### WORK TO DO
Count the lines in the entries below that contain the string "upholstered", matching case exactly. Reply with the number alone.
== DATASET EXCERPTS ==
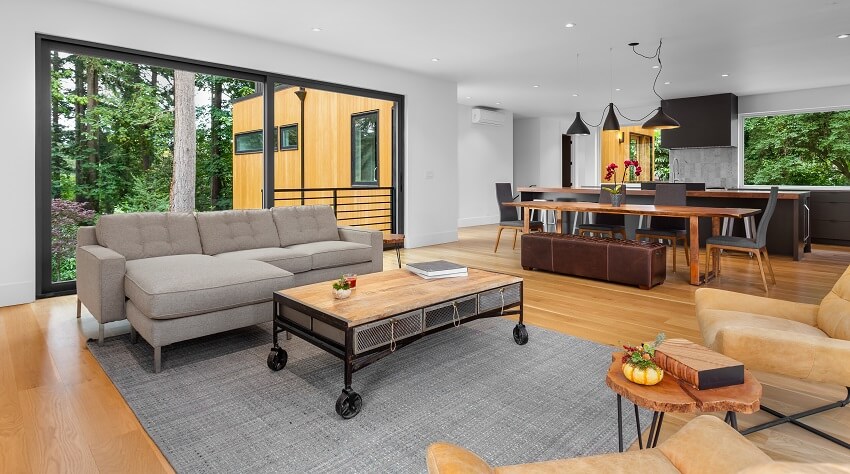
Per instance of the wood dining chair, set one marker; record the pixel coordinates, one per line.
(669, 229)
(758, 246)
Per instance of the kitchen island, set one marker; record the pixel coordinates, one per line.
(788, 232)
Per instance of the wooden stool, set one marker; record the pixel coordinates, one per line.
(397, 241)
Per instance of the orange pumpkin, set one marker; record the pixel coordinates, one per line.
(648, 376)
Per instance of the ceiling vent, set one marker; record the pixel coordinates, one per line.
(487, 116)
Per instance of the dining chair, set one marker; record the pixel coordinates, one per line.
(758, 246)
(510, 217)
(669, 229)
(606, 224)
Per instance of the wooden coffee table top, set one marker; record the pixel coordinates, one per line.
(381, 295)
(674, 395)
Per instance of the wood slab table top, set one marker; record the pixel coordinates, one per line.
(381, 295)
(674, 395)
(709, 193)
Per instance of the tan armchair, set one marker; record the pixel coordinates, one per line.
(804, 341)
(704, 445)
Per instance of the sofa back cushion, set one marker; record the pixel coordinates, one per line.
(834, 311)
(149, 234)
(231, 231)
(305, 224)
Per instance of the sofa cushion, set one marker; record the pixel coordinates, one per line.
(336, 253)
(183, 285)
(149, 234)
(287, 259)
(303, 224)
(229, 231)
(834, 311)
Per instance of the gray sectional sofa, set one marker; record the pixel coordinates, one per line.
(178, 276)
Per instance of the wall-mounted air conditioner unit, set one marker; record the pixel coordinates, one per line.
(487, 117)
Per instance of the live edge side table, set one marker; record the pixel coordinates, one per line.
(676, 396)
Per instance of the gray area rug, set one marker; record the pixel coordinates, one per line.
(216, 407)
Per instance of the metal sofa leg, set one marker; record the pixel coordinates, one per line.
(157, 359)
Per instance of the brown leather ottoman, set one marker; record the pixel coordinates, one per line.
(643, 264)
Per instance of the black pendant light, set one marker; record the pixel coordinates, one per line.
(611, 122)
(661, 121)
(578, 127)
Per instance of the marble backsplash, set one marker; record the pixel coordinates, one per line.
(716, 167)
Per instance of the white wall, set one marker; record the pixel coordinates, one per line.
(485, 155)
(430, 202)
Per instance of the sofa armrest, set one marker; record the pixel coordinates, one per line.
(803, 356)
(707, 444)
(445, 458)
(710, 298)
(100, 282)
(372, 238)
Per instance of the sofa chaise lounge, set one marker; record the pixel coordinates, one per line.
(178, 276)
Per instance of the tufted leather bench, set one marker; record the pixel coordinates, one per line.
(643, 264)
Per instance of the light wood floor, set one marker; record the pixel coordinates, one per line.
(59, 411)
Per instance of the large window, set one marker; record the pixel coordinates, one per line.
(364, 149)
(799, 149)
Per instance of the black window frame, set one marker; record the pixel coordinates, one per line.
(375, 183)
(279, 135)
(44, 43)
(249, 152)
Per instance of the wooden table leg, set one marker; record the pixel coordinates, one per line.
(694, 248)
(526, 219)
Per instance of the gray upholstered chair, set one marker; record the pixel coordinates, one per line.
(742, 244)
(509, 217)
(606, 224)
(670, 229)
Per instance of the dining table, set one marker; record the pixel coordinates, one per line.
(691, 213)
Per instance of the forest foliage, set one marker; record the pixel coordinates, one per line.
(112, 143)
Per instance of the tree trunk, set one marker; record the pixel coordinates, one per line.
(92, 87)
(215, 143)
(185, 143)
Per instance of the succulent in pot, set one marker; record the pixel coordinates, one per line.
(638, 363)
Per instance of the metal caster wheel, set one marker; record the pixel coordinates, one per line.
(348, 404)
(277, 359)
(520, 334)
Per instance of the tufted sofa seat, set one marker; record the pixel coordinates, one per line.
(177, 276)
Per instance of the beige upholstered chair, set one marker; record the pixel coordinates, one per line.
(704, 445)
(807, 342)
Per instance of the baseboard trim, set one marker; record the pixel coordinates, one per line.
(19, 292)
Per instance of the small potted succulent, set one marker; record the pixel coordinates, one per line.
(638, 364)
(342, 288)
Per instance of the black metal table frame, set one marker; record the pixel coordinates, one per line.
(349, 402)
(655, 427)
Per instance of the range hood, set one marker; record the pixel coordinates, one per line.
(706, 121)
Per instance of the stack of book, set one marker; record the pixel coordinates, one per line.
(437, 269)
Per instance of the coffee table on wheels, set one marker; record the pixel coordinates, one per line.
(677, 396)
(385, 312)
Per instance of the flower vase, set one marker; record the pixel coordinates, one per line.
(617, 200)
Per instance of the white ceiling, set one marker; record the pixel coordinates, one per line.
(496, 50)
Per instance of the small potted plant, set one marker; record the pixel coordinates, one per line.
(638, 364)
(629, 166)
(342, 288)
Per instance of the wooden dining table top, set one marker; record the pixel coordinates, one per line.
(644, 209)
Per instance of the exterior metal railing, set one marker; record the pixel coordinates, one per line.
(355, 207)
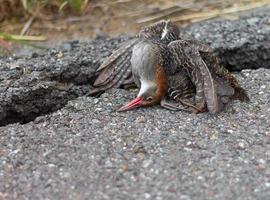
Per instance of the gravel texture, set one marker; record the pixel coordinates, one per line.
(242, 43)
(83, 149)
(86, 150)
(44, 82)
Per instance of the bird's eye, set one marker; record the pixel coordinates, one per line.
(149, 98)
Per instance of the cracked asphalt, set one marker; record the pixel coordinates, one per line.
(86, 150)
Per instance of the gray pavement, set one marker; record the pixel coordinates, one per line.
(86, 150)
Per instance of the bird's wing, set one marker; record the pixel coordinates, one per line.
(186, 54)
(225, 76)
(116, 68)
(222, 73)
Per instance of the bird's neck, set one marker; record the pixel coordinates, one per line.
(162, 84)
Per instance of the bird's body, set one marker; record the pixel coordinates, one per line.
(164, 66)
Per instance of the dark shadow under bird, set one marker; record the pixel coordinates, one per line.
(166, 68)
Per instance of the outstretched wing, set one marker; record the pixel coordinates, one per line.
(116, 68)
(226, 76)
(186, 54)
(220, 72)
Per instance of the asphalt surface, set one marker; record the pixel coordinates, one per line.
(86, 150)
(70, 146)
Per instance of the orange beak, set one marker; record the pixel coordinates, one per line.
(137, 102)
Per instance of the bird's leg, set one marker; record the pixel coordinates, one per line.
(129, 83)
(194, 108)
(172, 106)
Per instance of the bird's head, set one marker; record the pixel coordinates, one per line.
(151, 93)
(170, 32)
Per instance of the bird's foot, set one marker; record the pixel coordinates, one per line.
(173, 106)
(198, 108)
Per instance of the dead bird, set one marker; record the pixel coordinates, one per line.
(165, 68)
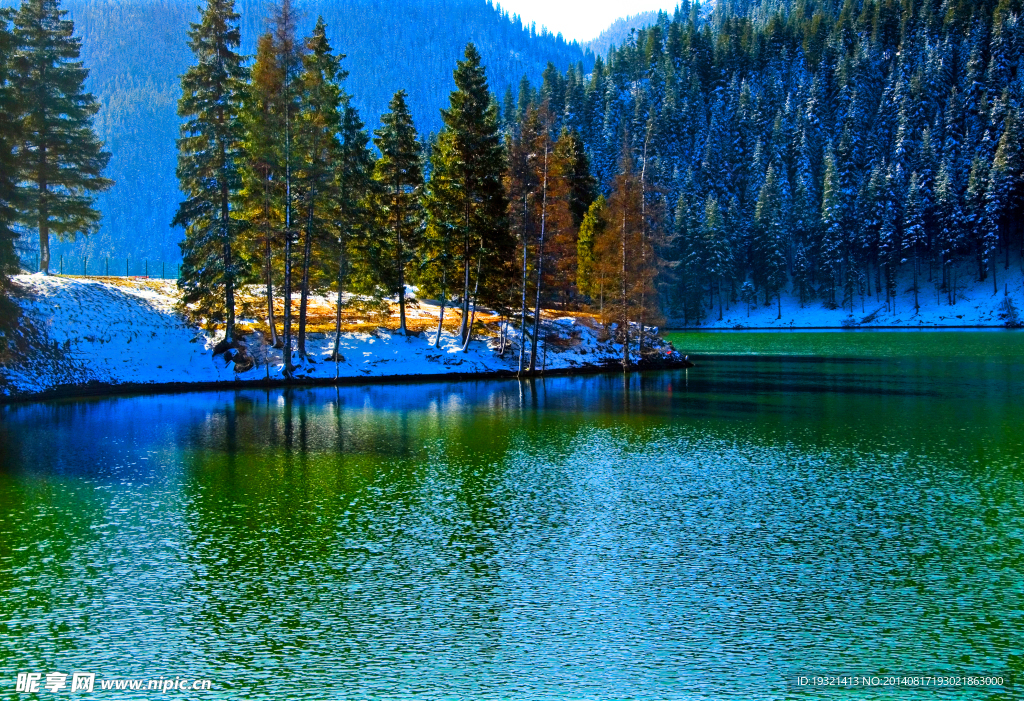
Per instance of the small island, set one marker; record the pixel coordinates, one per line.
(97, 336)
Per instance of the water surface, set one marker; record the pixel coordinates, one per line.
(705, 534)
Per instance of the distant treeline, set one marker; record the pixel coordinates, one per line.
(284, 191)
(136, 51)
(825, 146)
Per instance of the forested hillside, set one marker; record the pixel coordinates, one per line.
(833, 150)
(619, 32)
(136, 51)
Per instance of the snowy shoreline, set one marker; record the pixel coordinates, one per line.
(85, 337)
(977, 306)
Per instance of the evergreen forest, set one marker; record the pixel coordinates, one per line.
(834, 151)
(136, 51)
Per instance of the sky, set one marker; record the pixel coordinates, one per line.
(580, 19)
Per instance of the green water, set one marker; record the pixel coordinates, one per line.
(991, 345)
(706, 534)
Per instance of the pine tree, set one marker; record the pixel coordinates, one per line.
(316, 129)
(8, 137)
(290, 50)
(1006, 190)
(520, 185)
(474, 168)
(913, 230)
(209, 156)
(354, 167)
(617, 247)
(398, 186)
(718, 256)
(61, 161)
(262, 196)
(950, 224)
(768, 246)
(589, 280)
(832, 227)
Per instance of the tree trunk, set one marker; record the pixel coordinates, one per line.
(400, 262)
(626, 315)
(225, 235)
(476, 290)
(440, 317)
(401, 292)
(465, 287)
(540, 265)
(304, 293)
(44, 229)
(337, 319)
(268, 271)
(719, 298)
(522, 325)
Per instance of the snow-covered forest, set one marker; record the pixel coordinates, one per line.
(833, 149)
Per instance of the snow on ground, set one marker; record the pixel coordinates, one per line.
(90, 332)
(976, 306)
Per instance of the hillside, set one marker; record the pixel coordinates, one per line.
(136, 50)
(619, 32)
(102, 333)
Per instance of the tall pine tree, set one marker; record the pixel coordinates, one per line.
(8, 137)
(474, 167)
(317, 146)
(60, 162)
(209, 156)
(397, 192)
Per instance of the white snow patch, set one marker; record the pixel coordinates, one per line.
(124, 334)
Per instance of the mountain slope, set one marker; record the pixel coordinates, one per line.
(136, 50)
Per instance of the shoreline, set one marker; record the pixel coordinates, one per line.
(99, 390)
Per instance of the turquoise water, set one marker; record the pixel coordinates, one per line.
(711, 533)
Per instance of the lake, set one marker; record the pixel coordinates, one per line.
(710, 533)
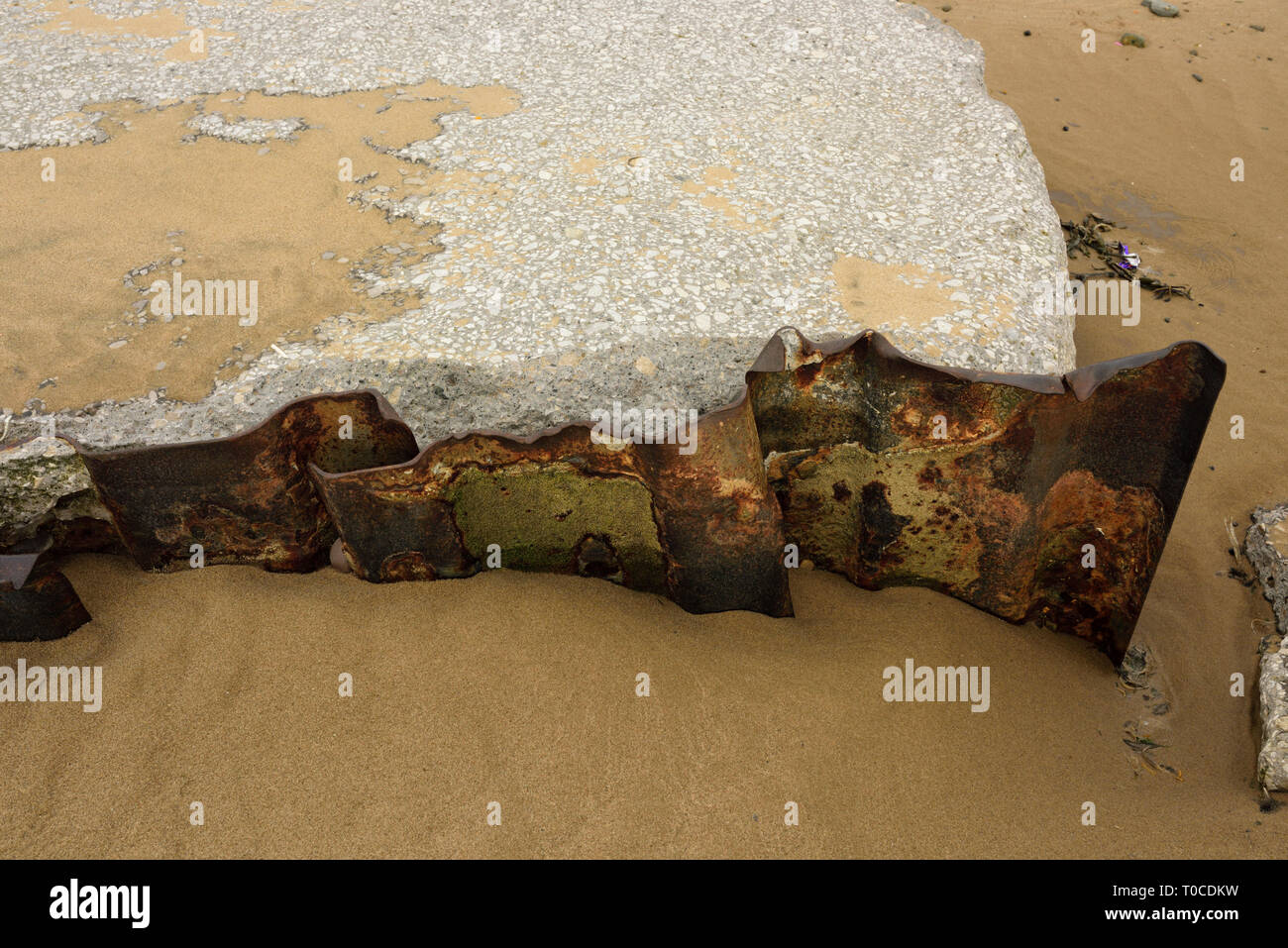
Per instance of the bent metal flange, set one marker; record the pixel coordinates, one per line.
(1034, 497)
(1041, 498)
(37, 601)
(700, 528)
(246, 498)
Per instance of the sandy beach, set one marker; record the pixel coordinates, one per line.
(222, 685)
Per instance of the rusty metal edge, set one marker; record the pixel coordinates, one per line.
(1081, 381)
(386, 412)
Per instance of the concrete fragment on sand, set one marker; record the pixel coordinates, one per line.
(1266, 545)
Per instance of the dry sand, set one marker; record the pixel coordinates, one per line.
(222, 685)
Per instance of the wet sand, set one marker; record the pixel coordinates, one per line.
(222, 685)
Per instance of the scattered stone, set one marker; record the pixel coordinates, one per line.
(1266, 546)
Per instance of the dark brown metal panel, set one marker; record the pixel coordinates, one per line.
(988, 487)
(246, 498)
(37, 601)
(700, 528)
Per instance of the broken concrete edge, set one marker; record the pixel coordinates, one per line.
(1271, 567)
(309, 479)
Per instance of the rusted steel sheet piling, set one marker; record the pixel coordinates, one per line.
(249, 497)
(1034, 497)
(37, 601)
(702, 528)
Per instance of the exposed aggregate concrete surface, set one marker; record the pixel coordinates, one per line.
(679, 181)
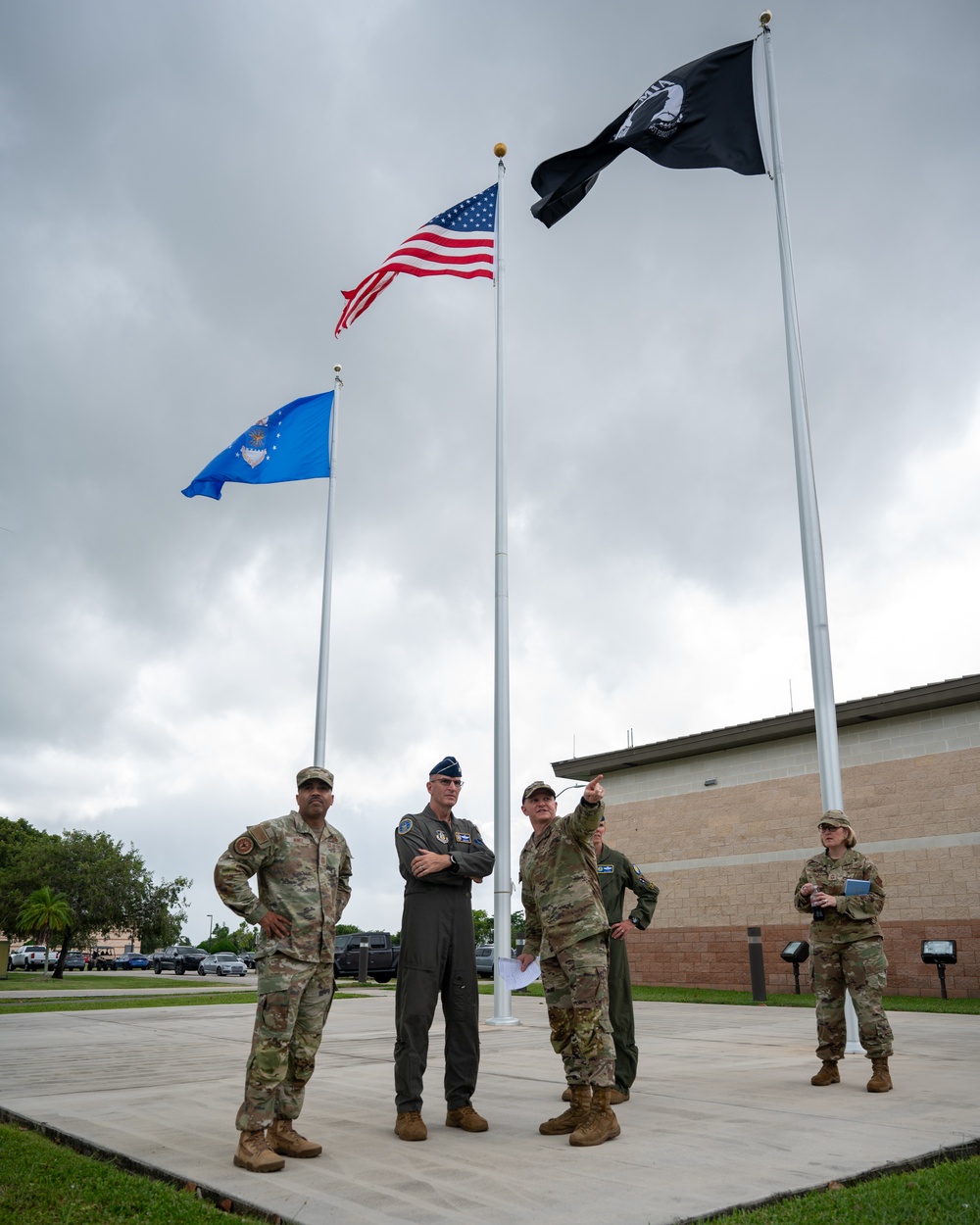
===
### WRITTEN RESPONSE
2